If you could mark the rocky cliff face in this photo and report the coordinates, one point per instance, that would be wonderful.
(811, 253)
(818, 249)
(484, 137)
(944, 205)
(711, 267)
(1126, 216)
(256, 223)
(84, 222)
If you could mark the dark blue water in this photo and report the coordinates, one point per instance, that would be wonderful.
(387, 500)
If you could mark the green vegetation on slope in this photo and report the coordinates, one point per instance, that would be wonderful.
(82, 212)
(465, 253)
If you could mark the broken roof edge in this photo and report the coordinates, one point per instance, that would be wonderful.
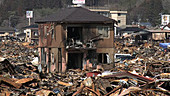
(72, 15)
(79, 22)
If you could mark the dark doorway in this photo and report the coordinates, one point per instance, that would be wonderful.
(74, 33)
(75, 60)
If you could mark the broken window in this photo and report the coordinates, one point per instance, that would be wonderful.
(45, 31)
(103, 30)
(102, 58)
(28, 34)
(74, 36)
(35, 33)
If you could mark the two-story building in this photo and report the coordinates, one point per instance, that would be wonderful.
(74, 38)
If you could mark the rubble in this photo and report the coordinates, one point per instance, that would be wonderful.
(146, 74)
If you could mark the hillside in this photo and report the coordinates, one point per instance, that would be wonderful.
(12, 12)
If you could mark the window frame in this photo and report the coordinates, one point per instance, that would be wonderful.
(108, 31)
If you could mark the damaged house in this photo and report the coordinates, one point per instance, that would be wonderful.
(75, 38)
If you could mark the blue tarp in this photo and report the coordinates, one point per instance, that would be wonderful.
(164, 45)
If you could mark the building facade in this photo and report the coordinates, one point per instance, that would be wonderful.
(75, 38)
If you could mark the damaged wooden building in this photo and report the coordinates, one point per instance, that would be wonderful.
(75, 38)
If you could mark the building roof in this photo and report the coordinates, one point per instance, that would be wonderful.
(75, 15)
(31, 26)
(7, 29)
(134, 29)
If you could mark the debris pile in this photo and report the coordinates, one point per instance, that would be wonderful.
(147, 73)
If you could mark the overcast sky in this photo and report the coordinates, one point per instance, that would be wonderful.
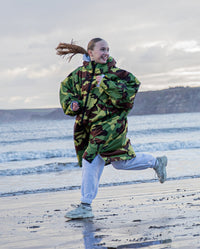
(157, 40)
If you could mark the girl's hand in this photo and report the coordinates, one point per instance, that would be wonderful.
(99, 79)
(75, 106)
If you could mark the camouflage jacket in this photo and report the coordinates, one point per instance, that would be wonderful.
(101, 121)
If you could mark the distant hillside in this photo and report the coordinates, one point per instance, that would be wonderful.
(172, 100)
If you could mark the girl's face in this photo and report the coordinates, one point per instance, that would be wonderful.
(100, 53)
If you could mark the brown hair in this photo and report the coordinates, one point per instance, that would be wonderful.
(64, 49)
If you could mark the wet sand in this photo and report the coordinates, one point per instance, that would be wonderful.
(145, 215)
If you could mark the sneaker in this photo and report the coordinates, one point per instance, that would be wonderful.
(160, 168)
(81, 211)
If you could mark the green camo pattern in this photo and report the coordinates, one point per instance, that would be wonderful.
(102, 129)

____

● Written instruction:
Write out all of the material above again with every "photo" changed to "image" and everything else left the same. Leave out the pictures.

● Answer:
If you could mark the rocky cliff face in this image and report the coordinates, one point per instance, that would be wonderful.
(811, 253)
(818, 249)
(484, 137)
(944, 205)
(711, 267)
(1126, 216)
(256, 223)
(84, 222)
If you could mark the dark blue water in this image and report the coordinates, one point per instance, that would be wonderful.
(387, 500)
If you could mark the green vegetation on slope in this image and report the coordinates, one point per instance, that would be wonderful.
(82, 212)
(465, 253)
If you could mark the broken roof edge in this image and report the coordinates, one point per instance, that would be wonderful.
(72, 15)
(79, 22)
If you could mark the dark doorway in this image and report the coordinates, one point per instance, that would be wonderful.
(74, 33)
(75, 60)
If you could mark the broken window in this image and report the coordinates, one point per instance, that would be wonderful.
(45, 31)
(103, 30)
(102, 58)
(28, 34)
(74, 36)
(35, 33)
If you could mark the two-story building in this image and report the coordinates, one point per instance, that would be wonderful.
(74, 38)
If you could mark the rubble in this image and report the coordinates, one point per instance, that would be wonderful.
(146, 74)
If you could mark the hillside in this image and report the coordinates, one point per instance, that would be wonderful.
(12, 12)
If you could mark the window frame in this image and report the coordinates, one point per instance, that would be wonderful.
(108, 31)
If you could mark the damaged house in this image and report the coordinates, one point per instance, that would be wonderful.
(75, 38)
If you could mark the blue tarp in this image and report the coordinates, one point per instance, that would be wonderful.
(164, 45)
If you could mark the building facade in this image and report the coordinates, one point per instance, that would be wonderful.
(75, 38)
If you could mark the damaged wooden building in this image and report the coordinates, one point per instance, that would be wonderful.
(75, 38)
If you could mark the building roof in this image and report the coordinates, one point per instance, that would be wonderful.
(75, 15)
(31, 26)
(7, 29)
(134, 29)
If you could mark the debris pile in this image and report the coordinates, one point per instance, that would be wonderful.
(147, 73)
If you could mark the overcast sky in this image and report the coordinates, one point per instance, that would be wonderful.
(157, 40)
If you could mark the girl's hand in this image and report the coordinates, one point per instance, that would be wonderful.
(99, 79)
(75, 106)
If you could mark the camouflage jacket in this image and report the coordinates, one point per instance, that would be wonderful.
(101, 121)
If you could mark the distant hillside in this image and report the coordinates, one point per instance, that would be wonderful.
(172, 100)
If you could mark the girl's face in this image and report the coordinates, one point per instance, that would be wonderful.
(100, 53)
If you could mark the brown hair in this image and report the coordinates, one point per instance, that would be wonderful.
(64, 49)
If you could mark the wet sand in this image and report the coordinates, one point per instance, that would be wonderful.
(145, 215)
If you could mark the sneaker in this image and report the coordinates, one point per instance, that would be wonderful.
(160, 168)
(81, 211)
If you could mark the green camo pattern in this image and report the coordinates, one point per instance, that would be wonderful.
(102, 129)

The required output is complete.